» **Supplied records**
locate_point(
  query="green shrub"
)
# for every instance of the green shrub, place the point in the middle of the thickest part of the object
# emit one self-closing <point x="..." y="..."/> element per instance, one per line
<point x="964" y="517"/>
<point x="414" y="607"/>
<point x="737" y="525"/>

» **Task directions**
Return each line of the data above that includes the word "green".

» **Final answer**
  query="green shrub"
# for every instance of the green shrub, place the point in the middle of the thickest part of the object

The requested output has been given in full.